═══ Given text ═══
Characterization of superporous cellulose matrix for high‐throughput adsorptive purification of lysozyme

Abstract

Protein purification essentially requires macroporous adsorbents matrices, which can provide high efficiency in packed bed and expanded bed (EB) even at high flow rates on account of reduced pore diffusion resistance resulting from finite intraparticle flow in the superpores. Rigid spherical superporous adsorbent beads with high carboxyl group density were prepared by crosslinking of cellulose. The matrix (diameter: 100-300 μm, mean pore size: 1-3 μm, pore volume: 57-59%, and bulk density: ∼1,438 kg/m3) could be used in packed bed as well as EB for purification of various biomolecules. Attempts were made to use indigenously developed rigid, superporous crosslinked cellulose adsorbent for high-throughput purification of lysozyme from chicken egg white's extract. A typical adsorption isotherm for lysozyme in crude was well correlated with the Langmuir isotherm model. Two maxima of binding capacity on celbeads bearing carboxymethyl (celbeads-CM) group for lysozyme were observed at pH 4.5 and 7.5. Uptake kinetics showed that the diffusivity of lysozyme was 100 times higher than conventional matrices. Such superporous matrix can be used for high-throughput purification of proteins from crude feedstocks and is reflected in leveling off of height equivalent to theoretical plate vs. flow curve after threshold velocity. Optimization of binding and elution conditions resulted in overall purification of lysozyme in a high yield and purity of 98.22 and 98.8%, respectively, with purification factor of 51.54 in a single step. The overall productivity (14.21 kg/m3 h) and specific activity (2.2×10(5) U/mg) were higher than that obtained with traditional particulate resins.
═══ Dataset extract ═══
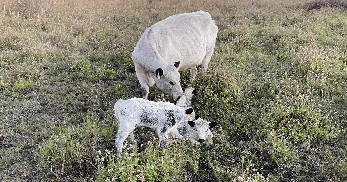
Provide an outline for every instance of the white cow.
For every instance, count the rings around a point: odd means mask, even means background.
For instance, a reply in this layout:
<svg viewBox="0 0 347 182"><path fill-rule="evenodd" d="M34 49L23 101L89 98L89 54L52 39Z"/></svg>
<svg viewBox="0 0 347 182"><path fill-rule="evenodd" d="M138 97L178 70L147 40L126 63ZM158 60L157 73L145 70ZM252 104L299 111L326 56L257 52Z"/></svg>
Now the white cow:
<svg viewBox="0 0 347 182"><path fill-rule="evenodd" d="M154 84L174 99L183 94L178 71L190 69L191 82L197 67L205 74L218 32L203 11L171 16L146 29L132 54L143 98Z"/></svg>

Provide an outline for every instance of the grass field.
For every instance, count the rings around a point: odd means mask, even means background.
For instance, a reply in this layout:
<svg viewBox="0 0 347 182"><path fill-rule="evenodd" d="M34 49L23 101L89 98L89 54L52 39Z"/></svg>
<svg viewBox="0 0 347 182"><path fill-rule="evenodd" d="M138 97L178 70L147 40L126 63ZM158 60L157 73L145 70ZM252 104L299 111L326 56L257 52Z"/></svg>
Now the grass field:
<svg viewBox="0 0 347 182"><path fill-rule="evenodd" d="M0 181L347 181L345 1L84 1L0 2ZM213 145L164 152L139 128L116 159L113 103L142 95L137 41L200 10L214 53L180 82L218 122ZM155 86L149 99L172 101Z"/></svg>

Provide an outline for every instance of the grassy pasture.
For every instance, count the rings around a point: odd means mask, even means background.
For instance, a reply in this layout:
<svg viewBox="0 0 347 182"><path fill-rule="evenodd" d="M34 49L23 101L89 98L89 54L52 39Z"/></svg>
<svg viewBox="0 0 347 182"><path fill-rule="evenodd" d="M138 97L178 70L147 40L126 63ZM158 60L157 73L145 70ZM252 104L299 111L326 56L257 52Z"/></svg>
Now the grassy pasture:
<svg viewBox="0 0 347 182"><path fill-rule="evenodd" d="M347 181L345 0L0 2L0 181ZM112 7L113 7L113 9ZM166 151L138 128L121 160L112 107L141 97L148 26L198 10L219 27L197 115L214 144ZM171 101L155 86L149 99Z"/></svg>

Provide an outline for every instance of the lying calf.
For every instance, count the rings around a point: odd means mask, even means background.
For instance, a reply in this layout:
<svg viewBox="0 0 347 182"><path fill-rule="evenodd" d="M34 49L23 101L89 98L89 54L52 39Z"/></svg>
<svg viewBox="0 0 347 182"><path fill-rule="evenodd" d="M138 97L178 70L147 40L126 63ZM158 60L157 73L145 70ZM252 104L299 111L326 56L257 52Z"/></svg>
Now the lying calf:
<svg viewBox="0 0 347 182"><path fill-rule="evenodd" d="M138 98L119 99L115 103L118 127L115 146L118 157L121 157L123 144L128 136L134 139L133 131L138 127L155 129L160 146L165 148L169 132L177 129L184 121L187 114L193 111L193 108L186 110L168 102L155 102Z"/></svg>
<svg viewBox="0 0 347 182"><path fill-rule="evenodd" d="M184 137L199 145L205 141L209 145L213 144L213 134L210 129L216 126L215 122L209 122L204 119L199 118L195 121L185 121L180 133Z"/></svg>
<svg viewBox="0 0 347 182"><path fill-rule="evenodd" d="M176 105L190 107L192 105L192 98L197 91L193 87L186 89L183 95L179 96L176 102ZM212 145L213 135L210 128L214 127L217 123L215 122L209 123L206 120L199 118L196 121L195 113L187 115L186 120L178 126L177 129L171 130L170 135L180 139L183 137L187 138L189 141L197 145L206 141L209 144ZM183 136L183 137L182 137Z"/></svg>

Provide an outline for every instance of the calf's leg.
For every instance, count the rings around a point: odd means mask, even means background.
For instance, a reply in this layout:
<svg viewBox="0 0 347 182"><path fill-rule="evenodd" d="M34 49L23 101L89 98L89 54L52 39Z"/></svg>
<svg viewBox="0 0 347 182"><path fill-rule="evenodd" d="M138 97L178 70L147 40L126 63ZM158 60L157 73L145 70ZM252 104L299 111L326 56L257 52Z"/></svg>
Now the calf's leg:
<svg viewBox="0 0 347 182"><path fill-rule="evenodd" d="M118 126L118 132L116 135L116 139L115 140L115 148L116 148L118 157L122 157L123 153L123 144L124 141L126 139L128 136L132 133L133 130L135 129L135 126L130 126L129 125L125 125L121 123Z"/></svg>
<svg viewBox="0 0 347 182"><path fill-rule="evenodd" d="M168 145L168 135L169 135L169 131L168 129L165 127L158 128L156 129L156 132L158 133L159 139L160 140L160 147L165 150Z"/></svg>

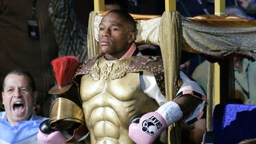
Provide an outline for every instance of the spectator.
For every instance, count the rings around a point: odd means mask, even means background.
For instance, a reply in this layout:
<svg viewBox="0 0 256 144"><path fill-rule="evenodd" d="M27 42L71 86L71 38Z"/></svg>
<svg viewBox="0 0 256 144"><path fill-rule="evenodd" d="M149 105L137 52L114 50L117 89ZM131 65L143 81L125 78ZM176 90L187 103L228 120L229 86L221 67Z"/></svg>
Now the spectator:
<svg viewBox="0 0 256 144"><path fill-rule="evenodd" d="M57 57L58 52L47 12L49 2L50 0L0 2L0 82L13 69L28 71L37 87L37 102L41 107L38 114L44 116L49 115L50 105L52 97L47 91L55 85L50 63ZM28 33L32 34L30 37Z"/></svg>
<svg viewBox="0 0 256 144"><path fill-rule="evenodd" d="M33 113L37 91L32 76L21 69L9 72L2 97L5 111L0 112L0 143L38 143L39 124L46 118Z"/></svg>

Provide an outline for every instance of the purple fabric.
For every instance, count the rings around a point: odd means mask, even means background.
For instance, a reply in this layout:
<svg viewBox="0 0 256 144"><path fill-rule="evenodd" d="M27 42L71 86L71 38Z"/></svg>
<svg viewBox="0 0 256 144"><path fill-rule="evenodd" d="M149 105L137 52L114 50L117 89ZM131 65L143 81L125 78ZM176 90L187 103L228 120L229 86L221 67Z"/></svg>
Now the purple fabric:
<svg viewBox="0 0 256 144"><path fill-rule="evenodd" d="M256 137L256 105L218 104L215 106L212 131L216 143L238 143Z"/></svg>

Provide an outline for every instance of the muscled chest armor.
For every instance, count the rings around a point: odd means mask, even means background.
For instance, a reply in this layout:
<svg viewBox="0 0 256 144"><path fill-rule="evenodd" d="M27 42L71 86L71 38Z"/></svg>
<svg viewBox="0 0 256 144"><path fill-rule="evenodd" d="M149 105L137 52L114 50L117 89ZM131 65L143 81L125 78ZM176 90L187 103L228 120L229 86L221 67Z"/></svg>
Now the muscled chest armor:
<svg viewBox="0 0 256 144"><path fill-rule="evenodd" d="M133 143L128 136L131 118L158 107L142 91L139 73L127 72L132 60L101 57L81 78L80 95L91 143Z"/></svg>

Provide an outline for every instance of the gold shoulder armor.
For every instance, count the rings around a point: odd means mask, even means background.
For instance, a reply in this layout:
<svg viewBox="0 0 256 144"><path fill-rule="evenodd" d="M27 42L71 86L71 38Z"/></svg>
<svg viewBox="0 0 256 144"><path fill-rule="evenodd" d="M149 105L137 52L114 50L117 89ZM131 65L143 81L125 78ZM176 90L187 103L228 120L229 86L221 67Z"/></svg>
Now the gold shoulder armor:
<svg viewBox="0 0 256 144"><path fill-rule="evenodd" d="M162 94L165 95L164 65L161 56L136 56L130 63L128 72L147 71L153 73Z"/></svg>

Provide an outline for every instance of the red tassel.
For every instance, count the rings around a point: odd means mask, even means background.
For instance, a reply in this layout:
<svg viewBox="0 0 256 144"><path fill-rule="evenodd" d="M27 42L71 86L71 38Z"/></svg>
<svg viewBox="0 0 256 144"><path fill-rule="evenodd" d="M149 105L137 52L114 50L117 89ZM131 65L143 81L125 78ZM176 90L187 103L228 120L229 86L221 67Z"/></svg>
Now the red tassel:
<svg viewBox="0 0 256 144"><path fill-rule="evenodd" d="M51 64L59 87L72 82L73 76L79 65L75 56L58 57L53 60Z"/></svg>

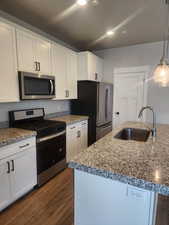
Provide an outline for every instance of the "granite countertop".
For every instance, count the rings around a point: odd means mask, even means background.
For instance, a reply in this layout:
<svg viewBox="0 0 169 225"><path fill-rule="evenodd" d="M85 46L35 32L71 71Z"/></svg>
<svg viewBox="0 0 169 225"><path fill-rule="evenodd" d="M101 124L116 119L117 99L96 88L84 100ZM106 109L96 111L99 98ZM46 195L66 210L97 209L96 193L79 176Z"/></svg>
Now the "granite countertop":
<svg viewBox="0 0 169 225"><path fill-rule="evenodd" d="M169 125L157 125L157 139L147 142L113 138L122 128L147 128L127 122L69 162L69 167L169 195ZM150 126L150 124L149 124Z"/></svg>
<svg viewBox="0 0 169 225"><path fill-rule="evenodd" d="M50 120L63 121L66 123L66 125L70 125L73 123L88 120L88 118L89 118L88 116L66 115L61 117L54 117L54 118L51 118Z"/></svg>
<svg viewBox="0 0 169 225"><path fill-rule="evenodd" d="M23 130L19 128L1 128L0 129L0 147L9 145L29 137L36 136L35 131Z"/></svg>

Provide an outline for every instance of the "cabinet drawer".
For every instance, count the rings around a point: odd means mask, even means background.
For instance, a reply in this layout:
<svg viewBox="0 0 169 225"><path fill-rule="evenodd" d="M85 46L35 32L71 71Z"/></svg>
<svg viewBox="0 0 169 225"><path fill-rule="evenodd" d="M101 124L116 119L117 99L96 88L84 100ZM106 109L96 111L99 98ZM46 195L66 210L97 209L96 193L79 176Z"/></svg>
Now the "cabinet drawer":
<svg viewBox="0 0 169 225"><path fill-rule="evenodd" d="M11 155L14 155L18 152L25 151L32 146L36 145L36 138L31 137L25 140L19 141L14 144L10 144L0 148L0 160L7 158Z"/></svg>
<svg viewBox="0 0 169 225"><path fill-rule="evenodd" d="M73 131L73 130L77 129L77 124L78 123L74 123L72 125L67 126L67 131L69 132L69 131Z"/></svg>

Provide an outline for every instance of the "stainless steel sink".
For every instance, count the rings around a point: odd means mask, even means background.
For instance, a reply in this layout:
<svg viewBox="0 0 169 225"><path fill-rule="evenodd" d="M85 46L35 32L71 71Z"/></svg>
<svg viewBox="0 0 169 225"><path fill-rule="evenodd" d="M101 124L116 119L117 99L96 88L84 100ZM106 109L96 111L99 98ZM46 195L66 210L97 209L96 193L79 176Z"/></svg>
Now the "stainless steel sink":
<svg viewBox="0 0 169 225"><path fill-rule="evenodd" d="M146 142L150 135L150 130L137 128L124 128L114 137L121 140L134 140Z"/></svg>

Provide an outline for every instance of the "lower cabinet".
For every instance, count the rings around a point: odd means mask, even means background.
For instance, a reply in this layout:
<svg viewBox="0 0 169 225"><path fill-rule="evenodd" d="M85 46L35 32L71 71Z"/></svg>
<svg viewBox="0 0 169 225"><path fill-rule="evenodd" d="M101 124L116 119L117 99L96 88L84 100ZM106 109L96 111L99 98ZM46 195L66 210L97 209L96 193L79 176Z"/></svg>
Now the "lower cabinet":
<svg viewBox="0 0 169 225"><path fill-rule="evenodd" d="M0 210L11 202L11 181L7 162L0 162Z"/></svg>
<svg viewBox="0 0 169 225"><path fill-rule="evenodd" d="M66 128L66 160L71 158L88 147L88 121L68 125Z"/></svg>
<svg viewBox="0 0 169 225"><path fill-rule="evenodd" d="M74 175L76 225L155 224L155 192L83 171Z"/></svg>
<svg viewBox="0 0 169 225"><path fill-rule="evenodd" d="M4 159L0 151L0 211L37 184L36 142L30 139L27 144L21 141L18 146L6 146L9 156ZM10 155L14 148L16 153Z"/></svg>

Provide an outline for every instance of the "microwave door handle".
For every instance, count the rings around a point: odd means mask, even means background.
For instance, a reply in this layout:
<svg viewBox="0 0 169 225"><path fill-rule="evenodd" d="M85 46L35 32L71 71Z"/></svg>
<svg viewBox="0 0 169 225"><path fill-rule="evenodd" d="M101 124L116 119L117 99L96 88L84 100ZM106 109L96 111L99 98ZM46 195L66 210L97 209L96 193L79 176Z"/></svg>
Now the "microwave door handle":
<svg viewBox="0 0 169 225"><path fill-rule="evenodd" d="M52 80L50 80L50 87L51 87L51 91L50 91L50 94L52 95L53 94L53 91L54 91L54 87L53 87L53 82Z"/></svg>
═══
═══ Dataset extract ═══
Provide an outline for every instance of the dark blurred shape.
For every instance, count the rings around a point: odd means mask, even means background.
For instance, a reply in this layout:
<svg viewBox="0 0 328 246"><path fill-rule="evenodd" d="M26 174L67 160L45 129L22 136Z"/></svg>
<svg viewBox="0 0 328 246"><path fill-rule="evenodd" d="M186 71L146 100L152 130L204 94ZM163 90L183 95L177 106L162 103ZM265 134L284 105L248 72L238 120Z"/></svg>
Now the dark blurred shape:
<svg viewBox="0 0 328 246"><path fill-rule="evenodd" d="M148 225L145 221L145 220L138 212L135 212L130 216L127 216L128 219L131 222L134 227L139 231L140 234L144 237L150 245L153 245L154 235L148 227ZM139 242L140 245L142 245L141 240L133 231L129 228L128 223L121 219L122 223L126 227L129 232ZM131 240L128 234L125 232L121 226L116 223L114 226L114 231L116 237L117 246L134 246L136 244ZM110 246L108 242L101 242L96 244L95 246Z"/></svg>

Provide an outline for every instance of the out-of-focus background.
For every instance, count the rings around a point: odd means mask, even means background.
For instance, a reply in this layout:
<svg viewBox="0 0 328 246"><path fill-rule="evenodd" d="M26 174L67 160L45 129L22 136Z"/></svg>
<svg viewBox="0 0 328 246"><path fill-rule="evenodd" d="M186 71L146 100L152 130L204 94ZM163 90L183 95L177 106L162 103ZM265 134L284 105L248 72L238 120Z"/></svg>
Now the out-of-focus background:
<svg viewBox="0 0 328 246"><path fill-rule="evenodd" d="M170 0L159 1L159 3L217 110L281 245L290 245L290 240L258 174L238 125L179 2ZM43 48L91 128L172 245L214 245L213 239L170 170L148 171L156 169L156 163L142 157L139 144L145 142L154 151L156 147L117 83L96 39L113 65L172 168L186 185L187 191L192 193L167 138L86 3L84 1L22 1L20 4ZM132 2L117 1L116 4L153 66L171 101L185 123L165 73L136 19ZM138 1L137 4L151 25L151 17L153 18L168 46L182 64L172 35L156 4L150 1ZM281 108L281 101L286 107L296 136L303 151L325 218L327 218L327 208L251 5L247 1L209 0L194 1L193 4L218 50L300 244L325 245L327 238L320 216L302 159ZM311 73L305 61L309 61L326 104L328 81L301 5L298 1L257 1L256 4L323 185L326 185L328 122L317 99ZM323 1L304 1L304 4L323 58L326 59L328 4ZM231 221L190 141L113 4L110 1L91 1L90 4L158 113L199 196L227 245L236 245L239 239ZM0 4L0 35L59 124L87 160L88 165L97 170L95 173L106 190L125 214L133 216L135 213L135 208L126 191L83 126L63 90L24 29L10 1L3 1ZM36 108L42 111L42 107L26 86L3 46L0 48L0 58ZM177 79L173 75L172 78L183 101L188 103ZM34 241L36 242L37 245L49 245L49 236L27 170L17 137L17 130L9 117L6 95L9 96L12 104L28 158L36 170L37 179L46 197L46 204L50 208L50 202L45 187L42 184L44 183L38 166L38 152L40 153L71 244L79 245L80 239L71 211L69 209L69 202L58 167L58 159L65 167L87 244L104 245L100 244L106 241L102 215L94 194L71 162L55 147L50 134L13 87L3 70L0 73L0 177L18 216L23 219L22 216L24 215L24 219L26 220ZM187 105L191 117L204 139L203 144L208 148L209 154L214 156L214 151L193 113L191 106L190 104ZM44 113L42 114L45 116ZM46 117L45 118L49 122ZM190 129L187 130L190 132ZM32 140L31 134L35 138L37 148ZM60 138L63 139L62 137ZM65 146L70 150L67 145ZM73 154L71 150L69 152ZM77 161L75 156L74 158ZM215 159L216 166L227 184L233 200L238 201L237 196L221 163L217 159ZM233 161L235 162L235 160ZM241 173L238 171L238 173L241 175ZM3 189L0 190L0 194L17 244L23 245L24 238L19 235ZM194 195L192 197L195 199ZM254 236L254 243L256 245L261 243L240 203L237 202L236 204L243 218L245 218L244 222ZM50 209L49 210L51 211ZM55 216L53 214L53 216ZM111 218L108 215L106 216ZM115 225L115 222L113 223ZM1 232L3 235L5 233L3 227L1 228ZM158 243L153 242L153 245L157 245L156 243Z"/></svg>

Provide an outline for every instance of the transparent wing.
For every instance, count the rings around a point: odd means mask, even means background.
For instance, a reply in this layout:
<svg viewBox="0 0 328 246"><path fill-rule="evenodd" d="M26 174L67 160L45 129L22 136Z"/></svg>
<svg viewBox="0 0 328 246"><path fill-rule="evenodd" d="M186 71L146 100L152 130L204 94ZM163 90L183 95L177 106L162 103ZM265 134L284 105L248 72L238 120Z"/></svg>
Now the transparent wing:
═══
» Work task 1
Using the abstract on superporous cellulose for lysozyme purification, answer:
(a) What is the mean pore size of the matrix?
(b) At which pH values did binding capacity for lysozyme peak on celbeads-CM?
(c) What overall productivity was reached?
» Work task 2
Decide whether each statement agrees with the abstract on superporous cellulose for lysozyme purification:
(a) The adsorption isotherm for lysozyme in crude fit the Freundlich model.
(b) The lysozyme was purified from an extract of chicken egg white.
(c) Lysozyme diffusivity was 10 times higher than with conventional matrices.
The records play no part in what follows and can be set aside.

» Response box 1
(a) 1-3 μm
(b) pH 4.5 and 7.5
(c) 14.21 kg/m3 h

» Response box 2
(a) No: "A typical adsorption isotherm for lysozyme in crude was well correlated with the Langmuir isotherm model."
(b) Yes: "high-throughput purification of lysozyme from chicken egg white's extract"
(c) No: "the diffusivity of lysozyme was 100 times higher than conventional matrices"